Pointing and labeling entries
--*--
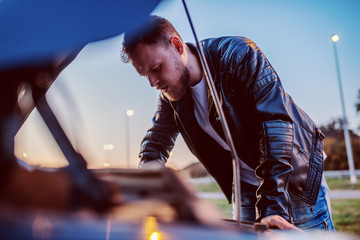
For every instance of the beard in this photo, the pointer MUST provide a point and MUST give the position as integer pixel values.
(176, 92)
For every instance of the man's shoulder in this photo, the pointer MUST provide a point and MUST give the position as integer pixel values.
(226, 42)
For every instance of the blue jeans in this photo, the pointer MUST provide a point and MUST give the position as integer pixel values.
(305, 217)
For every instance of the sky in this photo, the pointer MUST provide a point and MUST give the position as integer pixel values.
(91, 96)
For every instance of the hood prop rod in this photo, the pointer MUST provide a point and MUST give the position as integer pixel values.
(225, 127)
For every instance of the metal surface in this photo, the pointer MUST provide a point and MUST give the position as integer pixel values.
(225, 127)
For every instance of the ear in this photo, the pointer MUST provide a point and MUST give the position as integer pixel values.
(177, 43)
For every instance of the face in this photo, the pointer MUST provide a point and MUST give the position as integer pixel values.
(164, 67)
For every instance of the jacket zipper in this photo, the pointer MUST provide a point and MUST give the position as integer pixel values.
(182, 125)
(302, 151)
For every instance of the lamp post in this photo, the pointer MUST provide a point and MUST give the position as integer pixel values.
(334, 39)
(129, 113)
(108, 148)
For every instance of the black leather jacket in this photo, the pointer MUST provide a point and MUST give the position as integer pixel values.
(271, 133)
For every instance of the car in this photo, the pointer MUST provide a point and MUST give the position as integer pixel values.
(39, 39)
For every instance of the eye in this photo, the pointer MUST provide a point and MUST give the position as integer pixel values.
(157, 69)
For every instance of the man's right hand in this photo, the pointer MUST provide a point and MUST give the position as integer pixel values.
(279, 222)
(155, 164)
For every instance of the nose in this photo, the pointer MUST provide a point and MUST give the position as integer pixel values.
(152, 80)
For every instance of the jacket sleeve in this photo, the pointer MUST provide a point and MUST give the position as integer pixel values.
(269, 99)
(160, 138)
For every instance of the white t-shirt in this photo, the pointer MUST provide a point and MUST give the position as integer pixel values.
(200, 95)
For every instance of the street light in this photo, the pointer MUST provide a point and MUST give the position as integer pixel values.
(108, 147)
(334, 39)
(129, 113)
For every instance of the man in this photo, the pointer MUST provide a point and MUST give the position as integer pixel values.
(279, 145)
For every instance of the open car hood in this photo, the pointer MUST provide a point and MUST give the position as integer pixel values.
(34, 31)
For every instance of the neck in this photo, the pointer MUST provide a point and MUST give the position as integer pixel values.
(194, 66)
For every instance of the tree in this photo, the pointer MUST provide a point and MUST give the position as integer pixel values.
(335, 148)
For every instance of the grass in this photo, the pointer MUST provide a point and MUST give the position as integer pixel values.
(345, 213)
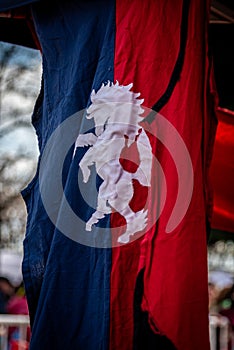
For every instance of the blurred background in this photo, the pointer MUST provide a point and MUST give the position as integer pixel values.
(20, 77)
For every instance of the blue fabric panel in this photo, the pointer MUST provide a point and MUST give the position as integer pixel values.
(67, 283)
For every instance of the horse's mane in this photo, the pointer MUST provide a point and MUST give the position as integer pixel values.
(118, 104)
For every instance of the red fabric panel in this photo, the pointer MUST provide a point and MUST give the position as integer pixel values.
(175, 280)
(222, 172)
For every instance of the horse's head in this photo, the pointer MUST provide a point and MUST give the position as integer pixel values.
(115, 104)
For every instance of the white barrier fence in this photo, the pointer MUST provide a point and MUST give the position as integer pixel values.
(220, 331)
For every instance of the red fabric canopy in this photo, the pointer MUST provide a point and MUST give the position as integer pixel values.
(222, 172)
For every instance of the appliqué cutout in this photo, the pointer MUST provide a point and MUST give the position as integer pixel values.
(116, 113)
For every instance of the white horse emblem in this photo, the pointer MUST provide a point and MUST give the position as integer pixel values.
(116, 113)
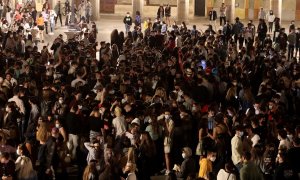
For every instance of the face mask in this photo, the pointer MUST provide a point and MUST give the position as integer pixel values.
(18, 152)
(212, 159)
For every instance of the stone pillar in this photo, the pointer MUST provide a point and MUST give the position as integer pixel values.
(232, 14)
(137, 5)
(228, 4)
(95, 9)
(182, 11)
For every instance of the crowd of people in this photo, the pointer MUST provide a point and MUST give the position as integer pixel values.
(159, 99)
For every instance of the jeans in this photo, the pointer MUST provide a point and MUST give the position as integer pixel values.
(73, 144)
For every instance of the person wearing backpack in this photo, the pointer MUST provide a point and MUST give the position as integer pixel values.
(24, 166)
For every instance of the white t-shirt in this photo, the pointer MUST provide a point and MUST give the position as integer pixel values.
(223, 175)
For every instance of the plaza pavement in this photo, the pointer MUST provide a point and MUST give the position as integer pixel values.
(108, 22)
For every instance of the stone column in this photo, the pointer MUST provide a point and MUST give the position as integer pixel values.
(182, 10)
(95, 9)
(228, 4)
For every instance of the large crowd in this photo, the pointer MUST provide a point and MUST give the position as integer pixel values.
(160, 99)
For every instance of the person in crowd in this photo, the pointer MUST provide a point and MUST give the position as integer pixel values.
(187, 169)
(238, 31)
(284, 170)
(249, 169)
(237, 147)
(138, 19)
(24, 167)
(292, 26)
(168, 14)
(206, 165)
(58, 11)
(228, 173)
(128, 22)
(292, 37)
(45, 14)
(41, 25)
(271, 19)
(90, 172)
(212, 18)
(52, 18)
(160, 13)
(7, 167)
(223, 12)
(88, 11)
(261, 14)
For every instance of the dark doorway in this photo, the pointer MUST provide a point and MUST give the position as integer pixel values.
(199, 7)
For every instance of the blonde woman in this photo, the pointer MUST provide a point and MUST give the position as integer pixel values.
(118, 122)
(41, 25)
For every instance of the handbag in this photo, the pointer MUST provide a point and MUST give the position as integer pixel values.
(199, 149)
(167, 145)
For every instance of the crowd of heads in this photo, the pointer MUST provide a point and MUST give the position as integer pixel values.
(148, 100)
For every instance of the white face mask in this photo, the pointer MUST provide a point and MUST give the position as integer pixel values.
(183, 155)
(212, 159)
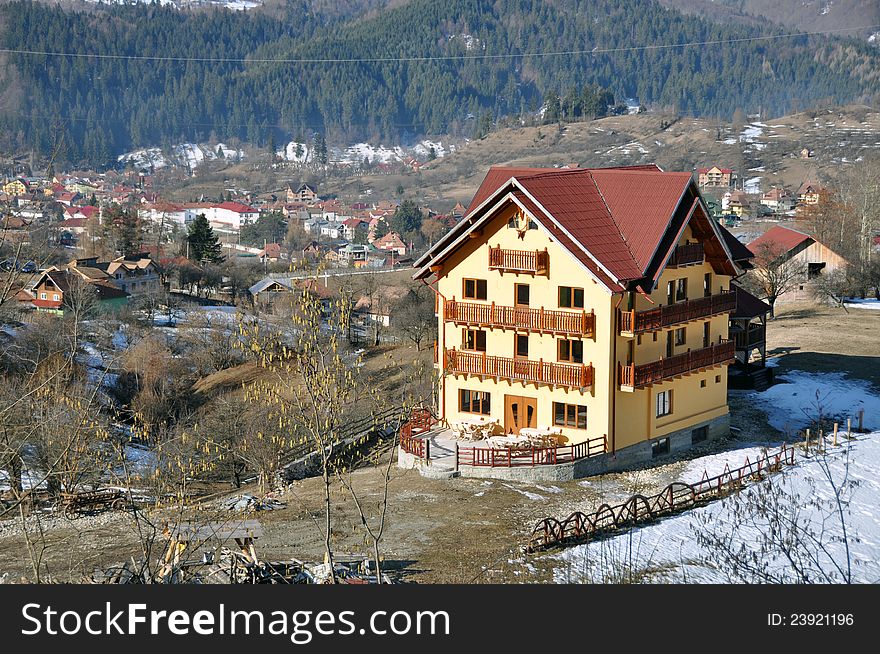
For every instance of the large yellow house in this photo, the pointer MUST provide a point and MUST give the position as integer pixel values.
(594, 301)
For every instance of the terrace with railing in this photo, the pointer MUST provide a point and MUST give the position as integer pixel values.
(521, 370)
(536, 262)
(687, 255)
(638, 322)
(507, 457)
(642, 375)
(574, 323)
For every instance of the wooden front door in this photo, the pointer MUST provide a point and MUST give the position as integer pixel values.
(519, 412)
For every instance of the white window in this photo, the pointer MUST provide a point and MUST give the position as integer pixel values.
(664, 403)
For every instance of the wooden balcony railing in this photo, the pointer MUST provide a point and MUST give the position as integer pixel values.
(521, 370)
(529, 261)
(484, 457)
(687, 255)
(639, 376)
(747, 340)
(576, 323)
(637, 322)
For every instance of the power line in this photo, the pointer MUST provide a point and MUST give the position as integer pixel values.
(475, 57)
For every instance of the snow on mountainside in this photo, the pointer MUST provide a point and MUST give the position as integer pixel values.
(189, 155)
(359, 152)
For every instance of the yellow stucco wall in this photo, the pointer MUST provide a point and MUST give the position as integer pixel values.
(635, 411)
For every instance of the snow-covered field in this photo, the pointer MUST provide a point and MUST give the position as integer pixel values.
(685, 548)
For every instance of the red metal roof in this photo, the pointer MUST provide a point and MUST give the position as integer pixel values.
(642, 204)
(779, 238)
(618, 214)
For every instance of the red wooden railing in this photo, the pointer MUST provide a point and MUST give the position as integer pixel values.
(579, 323)
(755, 336)
(531, 261)
(637, 322)
(523, 370)
(506, 457)
(637, 376)
(420, 421)
(685, 255)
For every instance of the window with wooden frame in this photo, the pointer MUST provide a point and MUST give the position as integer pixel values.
(571, 298)
(664, 403)
(473, 339)
(570, 415)
(681, 336)
(475, 289)
(681, 289)
(521, 345)
(570, 351)
(474, 401)
(521, 295)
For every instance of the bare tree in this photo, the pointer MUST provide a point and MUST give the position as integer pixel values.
(774, 275)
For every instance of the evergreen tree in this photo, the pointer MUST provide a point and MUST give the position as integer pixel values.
(204, 246)
(407, 219)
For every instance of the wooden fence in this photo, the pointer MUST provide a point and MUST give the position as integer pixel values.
(638, 509)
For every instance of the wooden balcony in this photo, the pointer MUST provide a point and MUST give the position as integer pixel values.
(535, 262)
(571, 323)
(639, 376)
(521, 370)
(687, 255)
(756, 335)
(639, 322)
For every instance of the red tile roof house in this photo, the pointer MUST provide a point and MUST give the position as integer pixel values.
(816, 258)
(649, 263)
(391, 242)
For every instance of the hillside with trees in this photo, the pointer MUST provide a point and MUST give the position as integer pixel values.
(164, 76)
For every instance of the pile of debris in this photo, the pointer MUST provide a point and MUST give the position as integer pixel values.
(226, 565)
(248, 502)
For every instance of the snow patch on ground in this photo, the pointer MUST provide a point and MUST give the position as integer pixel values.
(859, 303)
(531, 496)
(670, 549)
(793, 405)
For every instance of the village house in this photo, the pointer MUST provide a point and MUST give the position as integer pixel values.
(803, 250)
(778, 200)
(49, 289)
(305, 194)
(810, 193)
(391, 242)
(136, 275)
(230, 216)
(716, 177)
(736, 203)
(15, 187)
(590, 305)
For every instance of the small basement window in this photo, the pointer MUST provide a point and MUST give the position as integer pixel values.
(660, 447)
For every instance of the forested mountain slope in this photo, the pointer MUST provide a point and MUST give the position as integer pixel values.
(469, 65)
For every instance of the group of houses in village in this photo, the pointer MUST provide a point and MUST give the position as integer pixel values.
(730, 197)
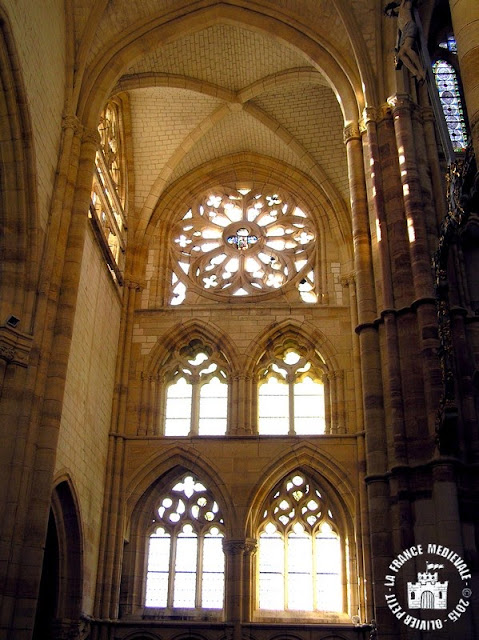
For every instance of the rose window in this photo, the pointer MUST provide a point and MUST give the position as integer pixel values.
(244, 243)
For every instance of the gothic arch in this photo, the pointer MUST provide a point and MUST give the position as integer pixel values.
(140, 500)
(18, 202)
(303, 332)
(158, 466)
(111, 61)
(66, 513)
(184, 333)
(323, 467)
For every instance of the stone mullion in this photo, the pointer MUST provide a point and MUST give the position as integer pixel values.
(465, 18)
(195, 406)
(341, 407)
(144, 405)
(333, 383)
(158, 396)
(249, 581)
(327, 402)
(238, 580)
(291, 429)
(240, 405)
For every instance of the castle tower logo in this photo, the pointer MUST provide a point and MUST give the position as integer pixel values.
(428, 600)
(428, 592)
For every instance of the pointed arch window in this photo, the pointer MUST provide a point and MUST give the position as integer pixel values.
(450, 98)
(196, 395)
(186, 565)
(301, 554)
(291, 392)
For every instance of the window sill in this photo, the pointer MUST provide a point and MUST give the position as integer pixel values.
(301, 617)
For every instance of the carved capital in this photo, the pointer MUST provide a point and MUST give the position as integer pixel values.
(91, 136)
(134, 285)
(239, 547)
(370, 114)
(351, 132)
(70, 121)
(400, 103)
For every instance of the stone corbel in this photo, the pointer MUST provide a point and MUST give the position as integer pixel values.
(15, 346)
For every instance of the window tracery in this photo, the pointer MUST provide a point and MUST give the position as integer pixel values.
(300, 555)
(291, 391)
(107, 210)
(450, 98)
(185, 555)
(244, 243)
(196, 391)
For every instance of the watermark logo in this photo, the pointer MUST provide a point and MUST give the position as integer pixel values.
(419, 598)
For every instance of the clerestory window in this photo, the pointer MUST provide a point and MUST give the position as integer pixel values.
(290, 393)
(450, 98)
(300, 555)
(196, 400)
(245, 243)
(185, 554)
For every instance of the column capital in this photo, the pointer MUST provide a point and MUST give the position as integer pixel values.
(240, 547)
(400, 102)
(351, 132)
(91, 136)
(370, 114)
(70, 121)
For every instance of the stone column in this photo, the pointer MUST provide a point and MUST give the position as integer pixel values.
(236, 551)
(374, 418)
(111, 541)
(465, 21)
(350, 283)
(424, 303)
(366, 299)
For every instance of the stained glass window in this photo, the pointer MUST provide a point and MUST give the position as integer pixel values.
(290, 393)
(300, 553)
(185, 556)
(446, 81)
(196, 400)
(245, 243)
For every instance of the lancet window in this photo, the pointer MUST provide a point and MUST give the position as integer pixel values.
(186, 564)
(448, 87)
(196, 394)
(300, 554)
(244, 242)
(108, 210)
(291, 391)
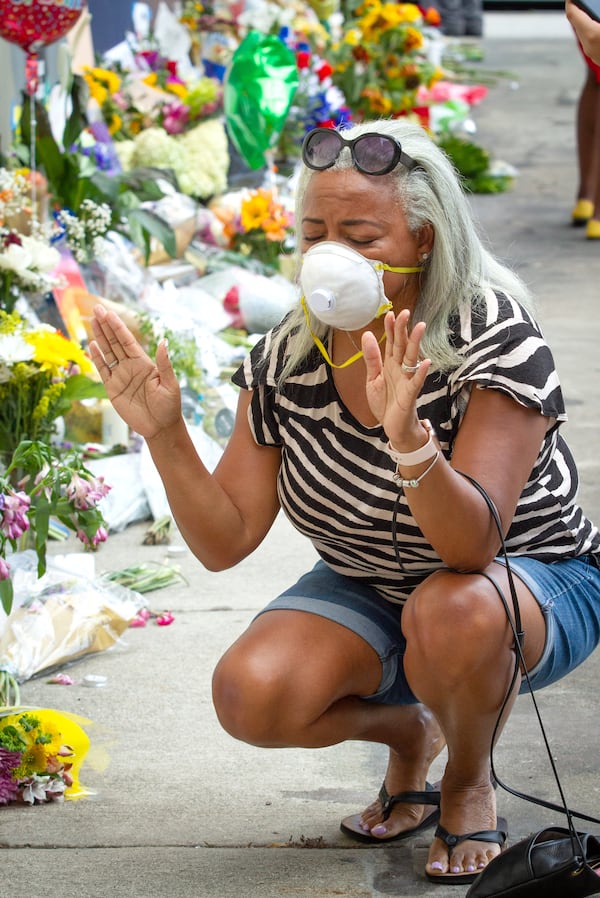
--*--
Requirements: Pull out every line of the records that contains the word "logo", matching case exactly.

Solution to this exercise:
For every instance of the castle tower logo in this photo, the pointer MUST provide a point and MUST give the position as integer pixel values.
For every instance of the watermark logo in this photo, the pointer MUST provide a point and MUST give the position as integer pixel values.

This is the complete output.